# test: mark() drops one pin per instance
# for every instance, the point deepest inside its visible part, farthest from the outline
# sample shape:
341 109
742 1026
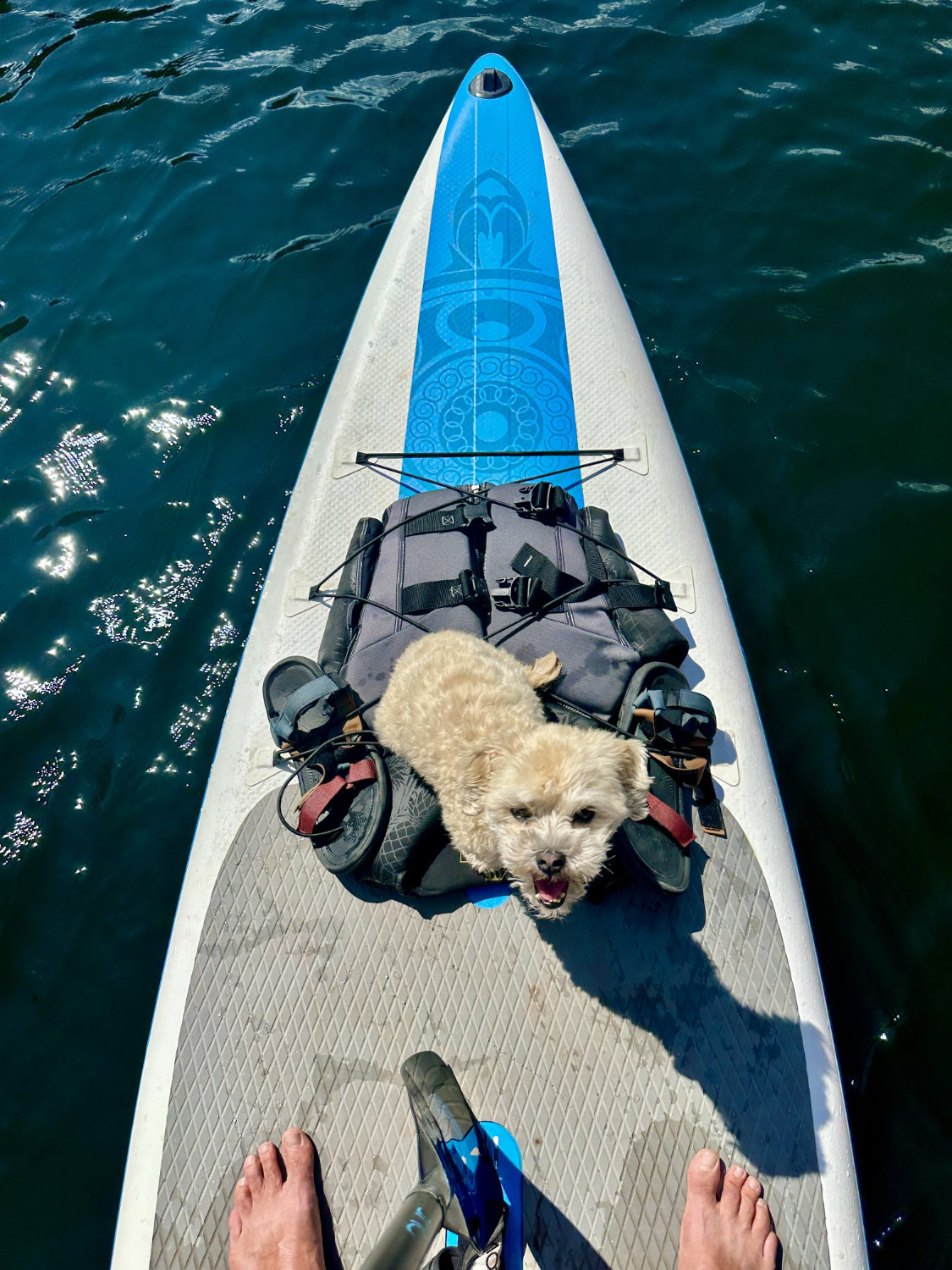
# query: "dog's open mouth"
551 892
++++++++++
## [Given exercise]
Arrange the listing above as a Markdown table with the columns Row and Line, giving each line its row number and skipping any blank lines. Leave the pictures out of the table.

## [Finished exercise]
| Row | Line |
|---|---|
| 1 | # test: mark() drops one pin per instance |
| 2 | # for every instance, the point deepest inside its visible part, farthest from the outline |
| 3 | # sample shape: |
| 4 | 341 109 |
| 5 | 742 1026 |
| 6 | # query: "dog's open mouth" |
| 7 | 551 892 |